▶ **What to produce**
Gather every row below that contains the string "hair", copying each one in full. Case counts.

--------------------------------------------------

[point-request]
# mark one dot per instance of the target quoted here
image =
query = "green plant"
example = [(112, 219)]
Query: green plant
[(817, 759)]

--------------------------------------------------

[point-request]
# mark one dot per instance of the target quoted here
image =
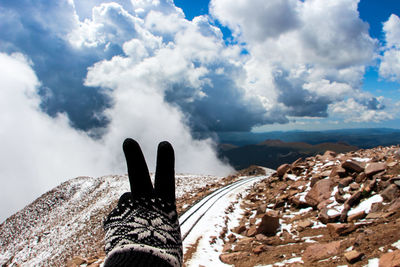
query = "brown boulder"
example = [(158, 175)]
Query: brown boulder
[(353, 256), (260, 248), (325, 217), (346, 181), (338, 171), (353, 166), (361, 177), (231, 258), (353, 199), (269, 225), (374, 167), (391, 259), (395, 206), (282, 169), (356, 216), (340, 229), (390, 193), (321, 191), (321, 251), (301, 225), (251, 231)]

--------------------------------------------------

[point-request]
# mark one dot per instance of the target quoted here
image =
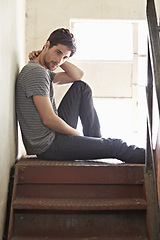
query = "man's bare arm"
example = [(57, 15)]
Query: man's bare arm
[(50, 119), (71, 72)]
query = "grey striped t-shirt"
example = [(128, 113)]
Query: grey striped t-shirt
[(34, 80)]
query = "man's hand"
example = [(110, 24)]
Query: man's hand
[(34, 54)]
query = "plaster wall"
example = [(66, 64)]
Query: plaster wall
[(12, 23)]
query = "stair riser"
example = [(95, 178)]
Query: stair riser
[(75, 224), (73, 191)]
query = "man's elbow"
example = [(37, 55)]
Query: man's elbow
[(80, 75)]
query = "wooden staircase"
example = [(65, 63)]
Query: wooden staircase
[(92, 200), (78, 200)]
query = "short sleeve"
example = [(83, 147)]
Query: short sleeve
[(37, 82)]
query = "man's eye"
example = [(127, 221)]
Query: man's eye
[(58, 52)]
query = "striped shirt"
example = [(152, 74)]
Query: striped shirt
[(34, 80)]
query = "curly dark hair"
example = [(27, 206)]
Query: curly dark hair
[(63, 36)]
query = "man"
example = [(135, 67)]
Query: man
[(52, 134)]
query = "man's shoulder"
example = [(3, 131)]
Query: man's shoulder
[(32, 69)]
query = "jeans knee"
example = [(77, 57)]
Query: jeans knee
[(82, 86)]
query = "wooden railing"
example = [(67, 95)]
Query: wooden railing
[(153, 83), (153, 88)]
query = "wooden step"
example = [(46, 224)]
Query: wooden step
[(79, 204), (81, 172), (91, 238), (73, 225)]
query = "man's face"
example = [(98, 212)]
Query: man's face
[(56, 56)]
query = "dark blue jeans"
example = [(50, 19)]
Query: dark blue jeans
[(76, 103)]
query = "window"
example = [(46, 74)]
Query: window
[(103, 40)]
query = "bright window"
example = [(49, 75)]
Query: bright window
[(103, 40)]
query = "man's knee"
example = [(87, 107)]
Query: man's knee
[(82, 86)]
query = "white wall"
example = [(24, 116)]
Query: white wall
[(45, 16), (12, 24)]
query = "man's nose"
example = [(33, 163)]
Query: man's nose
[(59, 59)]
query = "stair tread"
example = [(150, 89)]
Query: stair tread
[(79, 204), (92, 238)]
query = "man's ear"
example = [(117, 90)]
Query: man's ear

--------------------------------------------------

▶ **The completed task**
query = "curly dark hair"
Query: curly dark hair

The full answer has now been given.